Data items
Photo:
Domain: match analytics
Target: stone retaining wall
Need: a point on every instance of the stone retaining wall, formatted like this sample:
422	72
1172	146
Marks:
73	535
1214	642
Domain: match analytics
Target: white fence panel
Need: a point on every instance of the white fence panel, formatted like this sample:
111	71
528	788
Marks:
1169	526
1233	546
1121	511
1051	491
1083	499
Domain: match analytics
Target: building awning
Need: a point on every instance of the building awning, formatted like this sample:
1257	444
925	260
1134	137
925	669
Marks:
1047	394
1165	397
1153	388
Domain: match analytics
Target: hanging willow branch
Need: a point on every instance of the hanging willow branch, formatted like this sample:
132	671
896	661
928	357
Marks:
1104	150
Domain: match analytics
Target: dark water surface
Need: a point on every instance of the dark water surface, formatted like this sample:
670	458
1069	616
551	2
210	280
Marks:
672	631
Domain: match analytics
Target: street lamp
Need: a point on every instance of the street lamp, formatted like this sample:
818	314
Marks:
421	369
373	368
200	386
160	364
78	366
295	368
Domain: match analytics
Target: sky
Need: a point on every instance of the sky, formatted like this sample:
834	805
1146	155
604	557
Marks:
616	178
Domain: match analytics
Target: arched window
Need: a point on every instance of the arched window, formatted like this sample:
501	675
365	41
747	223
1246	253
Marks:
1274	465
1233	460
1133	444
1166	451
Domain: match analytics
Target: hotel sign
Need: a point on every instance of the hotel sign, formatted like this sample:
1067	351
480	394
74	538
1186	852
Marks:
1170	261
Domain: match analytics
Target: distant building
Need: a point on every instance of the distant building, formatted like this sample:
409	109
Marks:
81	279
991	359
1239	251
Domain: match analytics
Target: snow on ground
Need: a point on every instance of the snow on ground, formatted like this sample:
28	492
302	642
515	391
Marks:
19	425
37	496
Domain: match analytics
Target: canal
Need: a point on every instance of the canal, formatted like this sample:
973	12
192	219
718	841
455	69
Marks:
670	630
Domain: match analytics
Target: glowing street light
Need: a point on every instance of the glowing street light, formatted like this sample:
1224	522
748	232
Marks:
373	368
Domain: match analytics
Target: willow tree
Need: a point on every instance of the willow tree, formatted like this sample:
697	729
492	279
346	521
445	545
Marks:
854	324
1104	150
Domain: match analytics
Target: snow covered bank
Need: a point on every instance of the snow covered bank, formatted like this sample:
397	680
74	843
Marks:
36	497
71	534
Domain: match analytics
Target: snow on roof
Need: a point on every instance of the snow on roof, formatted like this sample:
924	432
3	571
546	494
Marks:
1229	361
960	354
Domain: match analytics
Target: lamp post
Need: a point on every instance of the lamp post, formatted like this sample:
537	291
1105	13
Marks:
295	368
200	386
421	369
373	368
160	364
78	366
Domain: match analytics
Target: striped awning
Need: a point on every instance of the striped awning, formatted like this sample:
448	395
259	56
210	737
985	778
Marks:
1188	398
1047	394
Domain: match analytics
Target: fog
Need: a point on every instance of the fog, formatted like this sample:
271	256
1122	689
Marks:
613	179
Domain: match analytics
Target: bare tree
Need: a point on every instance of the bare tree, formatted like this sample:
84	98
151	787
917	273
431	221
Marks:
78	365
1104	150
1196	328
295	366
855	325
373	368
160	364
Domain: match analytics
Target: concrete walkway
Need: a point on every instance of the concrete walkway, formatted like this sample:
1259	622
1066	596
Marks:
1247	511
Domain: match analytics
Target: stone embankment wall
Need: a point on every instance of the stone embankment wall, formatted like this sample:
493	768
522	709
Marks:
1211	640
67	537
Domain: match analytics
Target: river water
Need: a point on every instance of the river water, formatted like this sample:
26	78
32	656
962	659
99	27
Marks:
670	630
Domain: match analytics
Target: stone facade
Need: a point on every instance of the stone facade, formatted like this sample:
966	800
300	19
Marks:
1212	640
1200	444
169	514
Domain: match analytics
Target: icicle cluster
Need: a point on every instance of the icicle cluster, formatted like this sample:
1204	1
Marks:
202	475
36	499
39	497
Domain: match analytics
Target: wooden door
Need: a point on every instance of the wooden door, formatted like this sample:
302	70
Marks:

WHAT THIS TASK INVOLVES: Reproduce the listing above word for word.

WRITTEN ANSWER:
Photo:
Domain: match analytics
Target: stone retaining wall
Need: a point on every instance of the stone retaining wall, formatted like this sample:
422	72
1172	146
Marks:
73	535
1214	642
Domain: match analytics
Target: white fence panel
Need: a point on every instance of the white fence panel, formatted like this sample:
111	71
528	788
Marks:
1169	526
1233	546
1121	511
1051	491
1083	499
Domain: match analytics
Target: building awning
Need: a point on every instance of the building awning, formatted like this sample:
1257	444
925	260
1134	137
925	669
Marks:
1047	394
1165	397
1153	388
Domain: match analytics
Target: hanging willow branch
Need: a point on every instance of the hanging willow branch, formatted like this sample:
132	671
896	661
928	357
Marks:
1104	150
Domain: match analytics
Target: dark water surface
Need: a point on every instance of the dark water surface, formatted like this sample:
670	458
1069	616
551	2
210	280
Marks:
672	631
Domain: match analytics
Target: street lamp
Need: a point on every instance of the street lamp, formatted like this sample:
818	314
Marks:
421	369
373	368
200	386
160	364
78	366
295	368
Domain: match analytics
Target: sky
Need: a point on every instance of the sky, formatted like this sample:
834	805
1146	155
604	557
Marks:
616	178
Domain: match analytics
Target: arched window
Need: a point on every instance of the arched window, formatted like this sample:
501	675
365	41
747	223
1246	253
Marks:
1274	465
1233	460
1133	444
1166	451
Domain: match analytics
Target: hotel sign
Need: a point on every instance of the hotel sign, formatted like this sample:
1067	351
480	394
74	538
1186	852
Marks:
1170	261
Domain: match analytics
Target: distant building
Need: a point on every instance of the distant building, formatted like this sample:
409	109
Marks:
81	279
991	359
1239	251
Domain: match analytics
Target: snow on ground
Need: a point on every instance of the snow on ground, formatted like this sample:
28	492
302	642
515	391
Marks:
19	425
37	496
Domain: match analytics
Target: canal
Need: a point on every instance of the canal, formatted like this sample:
973	12
192	219
718	841
455	69
Marks:
670	630
Domain: match analytics
Target: glowing street light
Need: a point on every instance of the glowing street light, formatted like this sample:
1224	522
748	232
Marks:
373	368
Domain: match analytics
Target: willow tree
Need: a point on every instance of the willow tree, formatted like this sample:
697	729
492	279
346	521
445	545
Marks:
854	324
1104	150
Domain: match analytics
Target: snow covered bank
Need: a point on every instance of the snow covered bank, formatted like this sample:
397	680
74	843
Marks:
36	497
71	534
Domain: match analytics
Target: snow on roof
Need: a point on every instance of the snow on roof, formatted like this sample:
924	432
3	571
546	494
Marks:
1229	361
960	354
Domain: match analytics
Target: lamp post
Need: a point on every instance of the lamp post, formatted like this sample:
537	291
1105	13
Marks:
295	368
200	386
421	369
373	368
160	364
78	366
Domain: match analytics
Target: striped awning
Need: a point on every instance of the striped awning, formatted like this sample:
448	395
259	56
210	737
985	778
Marks:
1188	398
1047	394
Domain: match analytics
Target: fog
Need: a point on every instance of the fog, formatted like this sample:
271	256
1122	689
Marks:
613	179
Domain: match analytics
Target: bare tree
Need: a point on every instance of the bare tree, formatted like this sample:
84	98
151	787
917	273
431	221
Marks:
78	365
1104	150
1196	328
295	366
855	325
373	368
160	364
Domain: match analytics
Target: concrete walkway
Need: a point on every instance of the concrete walkway, formatted like this sample:
1259	622
1066	596
Marks:
1247	511
Domain: match analytics
Target: stone embankment wall
Need: a point on every instance of the stone embankment wall, formatted like this sample:
493	768
522	709
Marks:
1211	640
67	537
Domain: match analytics
Target: river water
Need: a point on every instance of the river water, formatted like this sample:
26	78
32	656
962	659
99	27
Marks:
670	630
Domain: match analytics
Target: stone facade
Need: a point on every instance of the stone facade, formatted like this sample:
966	800
300	19
Marks:
1212	640
1200	444
169	514
Domain: match analytics
Target: icicle cluster
Need: a point on every instance of the icicle cluster, formatted like this sample:
1204	1
Marks:
202	475
36	499
39	497
Domain: match analytics
Target: wooden door
Need: a point on every instance of the wooden door, formatted like this sample:
302	70
Marks:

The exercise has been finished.